- [Text shown]
Nut butters are very easy to make at home and are a sure fire way for you to know EXACTLY was is in (or not) your spread. Nuts and a pinch of salt (if you like). Get a bit crazy and whirl in some honey.

What you need

  • Raw or roasted nuts
  • Sea salt
  • Food processor, spatula
  • about 10 – 15 minutes
  • Maybe ear plugs if your food processor sounds like a jet engine (as does mine – since upgraded)

How to

  • Put the nuts, whole is fine, into the food processor.
  • Turn on the food processor and let it whirl, swirl and pulverize away.
  • You likely need to stop it every few minutes to scrape down the sides.
  • Keep processing until it is the consistency you desire. Plan on about 10 minutes but watch as each nut and batch size will vary.
  • Add a pinch of salt, mix it in. Taste and add more if you like.
  • Scoop into containers, maybe enjoy a spoonful.
  • Nut butters keep just fine in a jar at room temperature. I made sure when filling the container to push out air bubbles.

- [Available data]
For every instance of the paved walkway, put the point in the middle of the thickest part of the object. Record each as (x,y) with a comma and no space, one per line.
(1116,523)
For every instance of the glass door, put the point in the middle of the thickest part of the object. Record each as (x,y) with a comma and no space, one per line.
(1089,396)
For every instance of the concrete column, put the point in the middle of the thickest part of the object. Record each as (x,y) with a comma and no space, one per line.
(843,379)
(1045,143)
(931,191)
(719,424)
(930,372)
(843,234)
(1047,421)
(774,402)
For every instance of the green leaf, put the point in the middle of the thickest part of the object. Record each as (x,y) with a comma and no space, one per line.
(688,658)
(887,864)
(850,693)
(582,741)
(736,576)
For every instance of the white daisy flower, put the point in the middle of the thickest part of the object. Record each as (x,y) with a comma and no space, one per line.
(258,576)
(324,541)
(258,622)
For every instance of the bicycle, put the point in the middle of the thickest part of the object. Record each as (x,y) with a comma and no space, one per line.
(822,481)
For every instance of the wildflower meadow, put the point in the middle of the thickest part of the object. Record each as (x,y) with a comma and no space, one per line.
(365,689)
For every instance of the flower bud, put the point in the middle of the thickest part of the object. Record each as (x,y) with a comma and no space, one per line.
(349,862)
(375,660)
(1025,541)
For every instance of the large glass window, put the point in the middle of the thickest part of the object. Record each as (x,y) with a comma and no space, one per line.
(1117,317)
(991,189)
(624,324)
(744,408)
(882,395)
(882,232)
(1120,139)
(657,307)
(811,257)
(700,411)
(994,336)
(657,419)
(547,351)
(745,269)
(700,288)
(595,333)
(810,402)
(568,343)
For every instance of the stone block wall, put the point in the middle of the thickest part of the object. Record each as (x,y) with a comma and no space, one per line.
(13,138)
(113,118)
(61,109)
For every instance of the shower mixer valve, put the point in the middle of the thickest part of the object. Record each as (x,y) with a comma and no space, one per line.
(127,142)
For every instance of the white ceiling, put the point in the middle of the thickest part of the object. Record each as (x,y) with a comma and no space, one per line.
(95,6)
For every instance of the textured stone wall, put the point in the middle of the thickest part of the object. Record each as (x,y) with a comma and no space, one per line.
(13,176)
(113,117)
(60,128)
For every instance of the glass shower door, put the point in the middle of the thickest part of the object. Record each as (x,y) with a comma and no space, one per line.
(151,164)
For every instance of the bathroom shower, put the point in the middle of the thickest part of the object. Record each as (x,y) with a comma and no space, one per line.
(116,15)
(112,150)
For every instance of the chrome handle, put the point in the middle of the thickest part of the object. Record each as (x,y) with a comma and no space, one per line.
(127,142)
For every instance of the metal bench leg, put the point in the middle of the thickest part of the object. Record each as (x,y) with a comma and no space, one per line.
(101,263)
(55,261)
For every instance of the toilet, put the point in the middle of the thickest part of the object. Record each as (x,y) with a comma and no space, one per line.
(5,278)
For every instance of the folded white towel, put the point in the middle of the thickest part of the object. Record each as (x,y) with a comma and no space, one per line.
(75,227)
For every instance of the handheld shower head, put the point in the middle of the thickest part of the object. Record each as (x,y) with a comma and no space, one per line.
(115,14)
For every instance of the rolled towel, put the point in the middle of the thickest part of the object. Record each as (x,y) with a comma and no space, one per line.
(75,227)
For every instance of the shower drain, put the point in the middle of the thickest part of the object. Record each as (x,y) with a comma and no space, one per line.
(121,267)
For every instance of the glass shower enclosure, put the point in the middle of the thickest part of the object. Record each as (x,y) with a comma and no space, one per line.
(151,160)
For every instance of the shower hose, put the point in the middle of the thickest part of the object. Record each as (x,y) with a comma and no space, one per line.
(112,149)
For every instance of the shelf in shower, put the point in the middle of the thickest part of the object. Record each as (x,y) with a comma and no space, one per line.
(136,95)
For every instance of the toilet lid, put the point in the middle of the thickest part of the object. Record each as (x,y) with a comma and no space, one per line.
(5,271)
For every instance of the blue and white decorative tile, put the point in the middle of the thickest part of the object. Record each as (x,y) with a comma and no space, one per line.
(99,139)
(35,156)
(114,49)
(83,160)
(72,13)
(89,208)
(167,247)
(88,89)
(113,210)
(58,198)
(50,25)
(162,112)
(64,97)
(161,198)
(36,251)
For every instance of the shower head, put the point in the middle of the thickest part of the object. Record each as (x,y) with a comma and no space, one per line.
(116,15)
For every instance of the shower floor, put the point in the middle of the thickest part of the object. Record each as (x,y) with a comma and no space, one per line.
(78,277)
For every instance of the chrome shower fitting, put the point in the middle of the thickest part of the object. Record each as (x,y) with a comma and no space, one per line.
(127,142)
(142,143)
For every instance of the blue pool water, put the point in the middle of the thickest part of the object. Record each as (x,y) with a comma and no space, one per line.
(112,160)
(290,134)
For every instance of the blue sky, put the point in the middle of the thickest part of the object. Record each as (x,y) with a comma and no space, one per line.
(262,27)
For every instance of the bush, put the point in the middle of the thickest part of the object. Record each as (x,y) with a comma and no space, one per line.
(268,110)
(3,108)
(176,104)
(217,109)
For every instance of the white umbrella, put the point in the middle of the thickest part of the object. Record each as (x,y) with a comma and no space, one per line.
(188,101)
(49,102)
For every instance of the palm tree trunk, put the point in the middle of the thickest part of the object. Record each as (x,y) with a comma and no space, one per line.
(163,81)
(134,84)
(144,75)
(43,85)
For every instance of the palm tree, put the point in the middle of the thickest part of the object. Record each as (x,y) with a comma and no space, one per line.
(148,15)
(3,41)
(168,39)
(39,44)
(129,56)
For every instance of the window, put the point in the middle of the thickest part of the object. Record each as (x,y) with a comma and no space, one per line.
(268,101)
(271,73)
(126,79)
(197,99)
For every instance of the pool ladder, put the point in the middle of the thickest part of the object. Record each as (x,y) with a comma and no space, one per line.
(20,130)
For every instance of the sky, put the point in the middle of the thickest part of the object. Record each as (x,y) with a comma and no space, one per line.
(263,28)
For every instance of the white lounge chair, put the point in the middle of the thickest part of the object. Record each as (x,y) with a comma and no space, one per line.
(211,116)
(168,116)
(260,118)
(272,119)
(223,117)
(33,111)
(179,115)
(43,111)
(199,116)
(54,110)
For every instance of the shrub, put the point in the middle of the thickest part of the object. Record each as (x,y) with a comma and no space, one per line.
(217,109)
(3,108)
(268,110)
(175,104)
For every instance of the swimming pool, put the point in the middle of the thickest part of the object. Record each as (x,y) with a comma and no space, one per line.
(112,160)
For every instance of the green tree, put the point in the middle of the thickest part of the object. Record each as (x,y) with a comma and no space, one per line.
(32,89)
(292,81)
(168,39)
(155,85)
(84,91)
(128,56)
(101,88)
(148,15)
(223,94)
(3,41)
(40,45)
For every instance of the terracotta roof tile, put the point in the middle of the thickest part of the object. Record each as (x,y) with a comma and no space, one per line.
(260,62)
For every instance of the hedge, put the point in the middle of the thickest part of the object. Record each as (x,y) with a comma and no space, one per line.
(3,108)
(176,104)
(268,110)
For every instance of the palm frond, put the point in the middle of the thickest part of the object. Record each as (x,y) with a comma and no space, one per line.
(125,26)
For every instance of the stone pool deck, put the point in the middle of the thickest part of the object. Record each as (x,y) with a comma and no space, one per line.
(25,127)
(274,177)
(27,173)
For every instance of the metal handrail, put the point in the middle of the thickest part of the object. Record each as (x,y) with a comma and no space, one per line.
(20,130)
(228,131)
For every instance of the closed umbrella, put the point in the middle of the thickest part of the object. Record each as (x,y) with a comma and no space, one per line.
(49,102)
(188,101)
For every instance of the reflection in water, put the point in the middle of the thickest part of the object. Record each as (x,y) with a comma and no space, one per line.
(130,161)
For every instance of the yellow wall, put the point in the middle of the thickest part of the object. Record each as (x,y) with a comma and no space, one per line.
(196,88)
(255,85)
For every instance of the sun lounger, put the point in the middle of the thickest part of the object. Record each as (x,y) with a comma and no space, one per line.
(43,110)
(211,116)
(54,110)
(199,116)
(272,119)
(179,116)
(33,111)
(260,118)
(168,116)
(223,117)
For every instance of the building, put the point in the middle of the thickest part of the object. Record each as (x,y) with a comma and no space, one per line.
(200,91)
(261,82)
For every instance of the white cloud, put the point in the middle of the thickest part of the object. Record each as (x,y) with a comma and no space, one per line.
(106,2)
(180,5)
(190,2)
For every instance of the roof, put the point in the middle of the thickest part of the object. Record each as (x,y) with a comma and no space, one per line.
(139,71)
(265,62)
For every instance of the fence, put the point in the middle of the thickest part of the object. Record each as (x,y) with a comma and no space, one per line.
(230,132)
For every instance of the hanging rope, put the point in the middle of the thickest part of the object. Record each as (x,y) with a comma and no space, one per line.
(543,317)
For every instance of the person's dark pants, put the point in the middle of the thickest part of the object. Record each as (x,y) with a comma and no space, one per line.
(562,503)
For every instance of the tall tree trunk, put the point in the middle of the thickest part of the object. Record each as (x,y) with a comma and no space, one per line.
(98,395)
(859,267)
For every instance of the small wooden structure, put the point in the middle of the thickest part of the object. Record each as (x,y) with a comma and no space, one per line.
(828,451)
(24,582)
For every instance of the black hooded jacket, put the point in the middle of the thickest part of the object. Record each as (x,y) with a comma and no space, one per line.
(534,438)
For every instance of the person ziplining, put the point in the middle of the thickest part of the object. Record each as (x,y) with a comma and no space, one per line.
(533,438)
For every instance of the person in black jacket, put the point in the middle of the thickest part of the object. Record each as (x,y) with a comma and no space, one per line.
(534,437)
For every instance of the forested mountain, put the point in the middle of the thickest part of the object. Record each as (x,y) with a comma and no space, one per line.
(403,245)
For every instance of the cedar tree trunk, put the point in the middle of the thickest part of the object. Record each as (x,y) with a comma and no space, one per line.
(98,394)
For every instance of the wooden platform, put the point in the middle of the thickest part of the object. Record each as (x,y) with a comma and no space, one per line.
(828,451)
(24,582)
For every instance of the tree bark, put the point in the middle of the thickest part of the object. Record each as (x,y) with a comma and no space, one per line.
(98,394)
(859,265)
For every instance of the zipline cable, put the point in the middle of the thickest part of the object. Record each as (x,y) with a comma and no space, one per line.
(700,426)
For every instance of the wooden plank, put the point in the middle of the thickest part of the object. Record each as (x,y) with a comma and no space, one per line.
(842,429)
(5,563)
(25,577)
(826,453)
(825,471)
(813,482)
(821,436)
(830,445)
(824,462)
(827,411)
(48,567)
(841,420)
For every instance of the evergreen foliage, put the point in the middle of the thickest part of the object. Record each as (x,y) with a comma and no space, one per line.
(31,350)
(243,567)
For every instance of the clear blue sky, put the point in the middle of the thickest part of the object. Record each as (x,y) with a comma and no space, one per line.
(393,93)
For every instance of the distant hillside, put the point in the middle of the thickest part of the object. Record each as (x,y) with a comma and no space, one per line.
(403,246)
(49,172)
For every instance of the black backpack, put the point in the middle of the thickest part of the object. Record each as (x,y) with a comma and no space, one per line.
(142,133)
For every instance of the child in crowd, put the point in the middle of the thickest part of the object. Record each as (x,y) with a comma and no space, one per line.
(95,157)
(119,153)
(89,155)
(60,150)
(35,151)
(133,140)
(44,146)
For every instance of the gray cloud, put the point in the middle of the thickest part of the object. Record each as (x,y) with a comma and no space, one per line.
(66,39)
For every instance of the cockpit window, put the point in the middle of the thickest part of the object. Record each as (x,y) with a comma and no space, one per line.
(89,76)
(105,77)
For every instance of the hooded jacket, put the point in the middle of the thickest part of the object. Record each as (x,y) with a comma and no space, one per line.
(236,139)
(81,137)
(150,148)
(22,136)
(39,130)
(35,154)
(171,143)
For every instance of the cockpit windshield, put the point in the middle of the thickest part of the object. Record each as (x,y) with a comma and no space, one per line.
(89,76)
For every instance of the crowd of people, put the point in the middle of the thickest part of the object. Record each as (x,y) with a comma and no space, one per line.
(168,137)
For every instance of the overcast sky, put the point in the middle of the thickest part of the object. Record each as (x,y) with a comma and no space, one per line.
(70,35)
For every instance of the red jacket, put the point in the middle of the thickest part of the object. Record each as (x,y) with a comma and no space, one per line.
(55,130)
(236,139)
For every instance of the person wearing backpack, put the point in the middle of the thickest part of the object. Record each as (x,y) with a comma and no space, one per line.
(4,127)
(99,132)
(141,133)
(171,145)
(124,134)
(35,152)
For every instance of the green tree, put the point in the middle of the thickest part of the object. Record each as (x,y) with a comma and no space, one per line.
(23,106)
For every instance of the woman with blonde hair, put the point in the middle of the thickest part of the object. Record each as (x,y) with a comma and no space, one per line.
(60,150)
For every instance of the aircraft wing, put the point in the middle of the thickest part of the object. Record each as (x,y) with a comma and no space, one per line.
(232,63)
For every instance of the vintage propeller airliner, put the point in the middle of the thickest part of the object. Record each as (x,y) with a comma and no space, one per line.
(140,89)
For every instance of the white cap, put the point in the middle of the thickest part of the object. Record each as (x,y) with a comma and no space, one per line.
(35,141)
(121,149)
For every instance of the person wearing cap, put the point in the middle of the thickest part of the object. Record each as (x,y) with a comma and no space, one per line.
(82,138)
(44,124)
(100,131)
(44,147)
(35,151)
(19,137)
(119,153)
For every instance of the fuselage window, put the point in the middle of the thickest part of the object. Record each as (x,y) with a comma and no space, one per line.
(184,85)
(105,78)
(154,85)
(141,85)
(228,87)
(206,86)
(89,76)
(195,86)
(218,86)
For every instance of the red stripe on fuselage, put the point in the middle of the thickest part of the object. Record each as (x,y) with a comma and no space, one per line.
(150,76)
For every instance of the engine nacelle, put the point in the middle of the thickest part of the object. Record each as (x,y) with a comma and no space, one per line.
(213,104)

- [Exercise instructions]
1. Sum up the nut butter recipe in two sentences.
2. Print the part of the nut butter recipe starting with "What you need" and going on through "down the sides.".

- [Answers in order]
1. Nut butters are easy to make at home from nuts and, if you like, a pinch of salt, with honey as an optional addition. The nuts are processed in a food processor for about 10 minutes, with the sides scraped down every few minutes, then salted to taste and stored in a jar at room temperature.

2.
What you need

  • Raw or roasted nuts
  • Sea salt
  • Food processor, spatula
  • about 10 – 15 minutes
  • Maybe ear plugs if your food processor sounds like a jet engine (as does mine – since upgraded)

How to

  • Put the nuts, whole is fine, into the food processor.
  • Turn on the food processor and let it whirl, swirl and pulverize away.
  • You likely need to stop it every few minutes to scrape down the sides.